## WORK TO COMPLETE
Count the lines in the records below that contain the string "cloud" with its letter case matched exactly, and reply with that number alone.
####
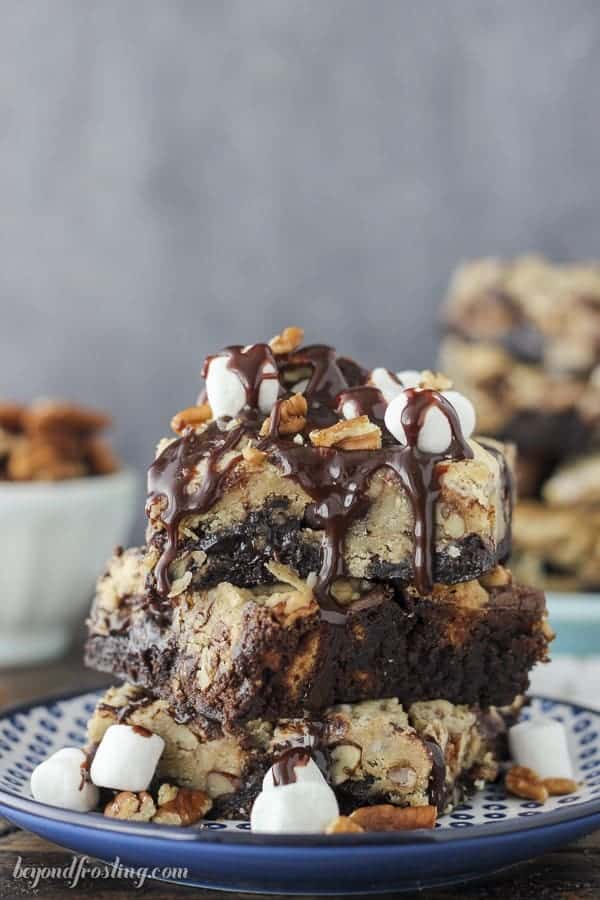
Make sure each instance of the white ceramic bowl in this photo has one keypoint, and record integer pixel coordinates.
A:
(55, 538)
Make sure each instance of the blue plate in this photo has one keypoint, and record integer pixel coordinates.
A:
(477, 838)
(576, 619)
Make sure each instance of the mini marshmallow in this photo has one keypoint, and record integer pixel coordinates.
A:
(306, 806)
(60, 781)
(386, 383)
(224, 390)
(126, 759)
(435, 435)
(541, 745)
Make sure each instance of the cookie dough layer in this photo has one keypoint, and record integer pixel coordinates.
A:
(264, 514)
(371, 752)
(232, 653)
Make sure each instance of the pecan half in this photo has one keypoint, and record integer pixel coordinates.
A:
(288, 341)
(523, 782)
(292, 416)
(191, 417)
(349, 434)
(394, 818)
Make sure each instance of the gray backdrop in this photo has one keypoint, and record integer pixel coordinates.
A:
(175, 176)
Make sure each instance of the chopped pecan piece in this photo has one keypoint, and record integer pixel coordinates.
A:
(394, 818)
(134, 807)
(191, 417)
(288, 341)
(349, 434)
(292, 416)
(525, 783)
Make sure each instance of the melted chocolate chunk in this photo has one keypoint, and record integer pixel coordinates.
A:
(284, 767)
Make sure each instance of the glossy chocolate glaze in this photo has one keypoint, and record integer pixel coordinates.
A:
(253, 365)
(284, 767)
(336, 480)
####
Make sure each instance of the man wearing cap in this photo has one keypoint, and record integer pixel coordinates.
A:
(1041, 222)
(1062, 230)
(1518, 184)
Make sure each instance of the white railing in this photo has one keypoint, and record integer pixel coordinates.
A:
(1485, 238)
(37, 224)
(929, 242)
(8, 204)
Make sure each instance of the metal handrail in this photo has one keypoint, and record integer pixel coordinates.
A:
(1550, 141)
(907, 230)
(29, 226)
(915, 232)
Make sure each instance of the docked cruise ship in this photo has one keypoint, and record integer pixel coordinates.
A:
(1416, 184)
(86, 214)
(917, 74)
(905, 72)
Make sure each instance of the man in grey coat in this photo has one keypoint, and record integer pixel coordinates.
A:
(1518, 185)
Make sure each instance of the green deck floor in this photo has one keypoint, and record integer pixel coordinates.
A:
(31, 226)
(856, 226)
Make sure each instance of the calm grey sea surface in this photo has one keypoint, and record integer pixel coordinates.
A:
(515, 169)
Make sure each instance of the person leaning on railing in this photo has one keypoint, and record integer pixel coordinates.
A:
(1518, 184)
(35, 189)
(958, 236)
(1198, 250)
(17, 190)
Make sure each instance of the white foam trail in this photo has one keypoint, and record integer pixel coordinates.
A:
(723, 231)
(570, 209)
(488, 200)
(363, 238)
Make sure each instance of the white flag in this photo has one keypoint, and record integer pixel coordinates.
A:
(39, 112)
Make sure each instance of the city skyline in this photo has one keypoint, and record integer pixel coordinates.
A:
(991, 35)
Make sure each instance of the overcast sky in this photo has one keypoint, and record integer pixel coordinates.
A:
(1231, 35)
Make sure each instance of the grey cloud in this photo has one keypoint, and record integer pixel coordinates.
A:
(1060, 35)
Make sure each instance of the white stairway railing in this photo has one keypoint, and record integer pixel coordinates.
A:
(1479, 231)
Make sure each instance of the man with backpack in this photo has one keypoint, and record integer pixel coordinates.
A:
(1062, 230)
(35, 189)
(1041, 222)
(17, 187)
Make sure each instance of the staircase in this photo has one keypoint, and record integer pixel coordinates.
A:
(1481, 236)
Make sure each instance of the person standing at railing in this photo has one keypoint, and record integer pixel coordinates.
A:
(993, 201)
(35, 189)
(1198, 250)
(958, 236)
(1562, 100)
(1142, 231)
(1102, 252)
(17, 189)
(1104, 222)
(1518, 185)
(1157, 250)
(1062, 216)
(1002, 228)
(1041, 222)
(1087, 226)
####
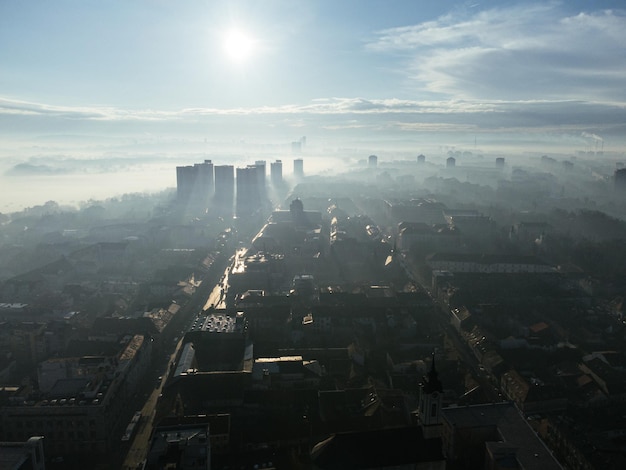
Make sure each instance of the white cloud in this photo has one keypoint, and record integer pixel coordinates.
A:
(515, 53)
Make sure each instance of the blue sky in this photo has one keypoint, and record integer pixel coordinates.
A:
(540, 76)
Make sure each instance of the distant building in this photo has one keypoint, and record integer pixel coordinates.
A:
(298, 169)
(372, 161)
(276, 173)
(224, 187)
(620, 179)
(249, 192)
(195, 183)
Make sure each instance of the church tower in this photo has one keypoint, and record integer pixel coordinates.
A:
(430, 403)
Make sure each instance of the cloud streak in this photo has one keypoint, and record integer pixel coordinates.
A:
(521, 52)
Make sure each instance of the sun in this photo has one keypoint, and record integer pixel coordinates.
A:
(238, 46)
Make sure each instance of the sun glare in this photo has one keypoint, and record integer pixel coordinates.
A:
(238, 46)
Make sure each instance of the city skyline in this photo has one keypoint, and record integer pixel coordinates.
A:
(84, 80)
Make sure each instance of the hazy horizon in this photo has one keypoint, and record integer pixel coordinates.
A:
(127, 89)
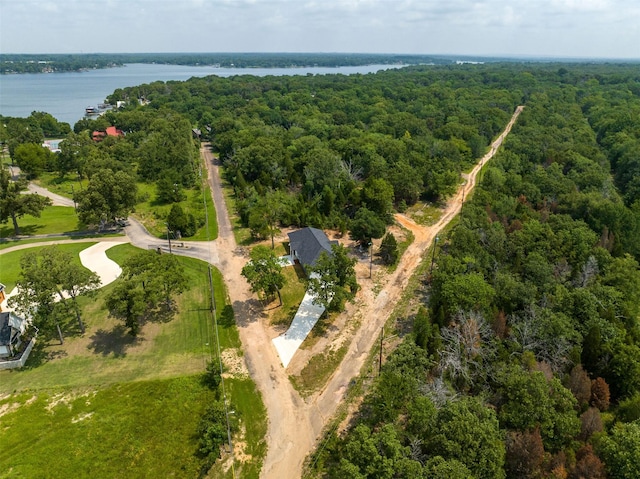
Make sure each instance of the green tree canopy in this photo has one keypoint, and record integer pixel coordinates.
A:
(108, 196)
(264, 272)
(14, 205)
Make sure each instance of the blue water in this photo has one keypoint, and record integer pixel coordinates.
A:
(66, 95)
####
## WRITTEN REPLY
3